** START **

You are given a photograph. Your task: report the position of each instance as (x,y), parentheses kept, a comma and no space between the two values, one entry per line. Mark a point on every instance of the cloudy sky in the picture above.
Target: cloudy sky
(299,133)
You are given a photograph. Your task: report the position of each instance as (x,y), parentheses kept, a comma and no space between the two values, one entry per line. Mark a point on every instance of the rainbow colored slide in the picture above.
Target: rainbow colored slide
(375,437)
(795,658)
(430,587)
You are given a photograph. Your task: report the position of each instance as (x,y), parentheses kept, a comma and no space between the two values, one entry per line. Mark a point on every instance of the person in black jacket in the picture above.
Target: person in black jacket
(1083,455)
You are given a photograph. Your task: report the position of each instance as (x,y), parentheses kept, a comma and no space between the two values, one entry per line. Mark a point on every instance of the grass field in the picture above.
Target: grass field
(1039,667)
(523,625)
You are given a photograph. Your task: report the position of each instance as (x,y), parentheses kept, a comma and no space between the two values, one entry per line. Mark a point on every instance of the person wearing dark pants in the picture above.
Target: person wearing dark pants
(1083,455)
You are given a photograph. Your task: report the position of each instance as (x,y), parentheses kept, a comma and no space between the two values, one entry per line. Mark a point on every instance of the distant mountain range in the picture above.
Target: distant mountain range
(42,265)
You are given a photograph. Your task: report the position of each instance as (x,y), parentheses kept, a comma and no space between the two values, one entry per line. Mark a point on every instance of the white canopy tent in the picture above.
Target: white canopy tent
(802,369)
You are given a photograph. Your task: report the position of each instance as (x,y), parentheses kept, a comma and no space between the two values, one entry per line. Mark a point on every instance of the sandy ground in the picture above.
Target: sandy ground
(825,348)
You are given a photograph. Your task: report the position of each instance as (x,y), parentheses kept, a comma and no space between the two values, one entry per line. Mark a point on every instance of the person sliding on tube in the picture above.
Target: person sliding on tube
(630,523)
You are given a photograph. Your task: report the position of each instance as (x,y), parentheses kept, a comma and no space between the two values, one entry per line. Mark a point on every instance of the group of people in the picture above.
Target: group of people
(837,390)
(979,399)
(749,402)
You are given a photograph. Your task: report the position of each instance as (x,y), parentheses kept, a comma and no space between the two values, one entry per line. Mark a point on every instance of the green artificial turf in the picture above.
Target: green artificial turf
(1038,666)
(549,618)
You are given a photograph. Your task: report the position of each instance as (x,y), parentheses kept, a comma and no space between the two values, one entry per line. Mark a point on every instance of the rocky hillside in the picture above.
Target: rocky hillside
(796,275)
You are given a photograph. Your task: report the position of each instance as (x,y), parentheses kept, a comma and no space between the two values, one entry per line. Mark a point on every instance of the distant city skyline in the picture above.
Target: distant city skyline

** END **

GOAL: Rewrite the part that opens with the line containing "skyline in the picture above." and closes at the end of the items, switching "distant" to "far-off" and keeping all else unchanged.

RESULT OF THIS TASK:
You are given a photograph. Your task: report the position of each instance as (x,y), parentheses kept, a comma and no space between the two values, one entry per line. Mark a point on every instance of the far-off city skyline in the picture above.
Target: far-off city skyline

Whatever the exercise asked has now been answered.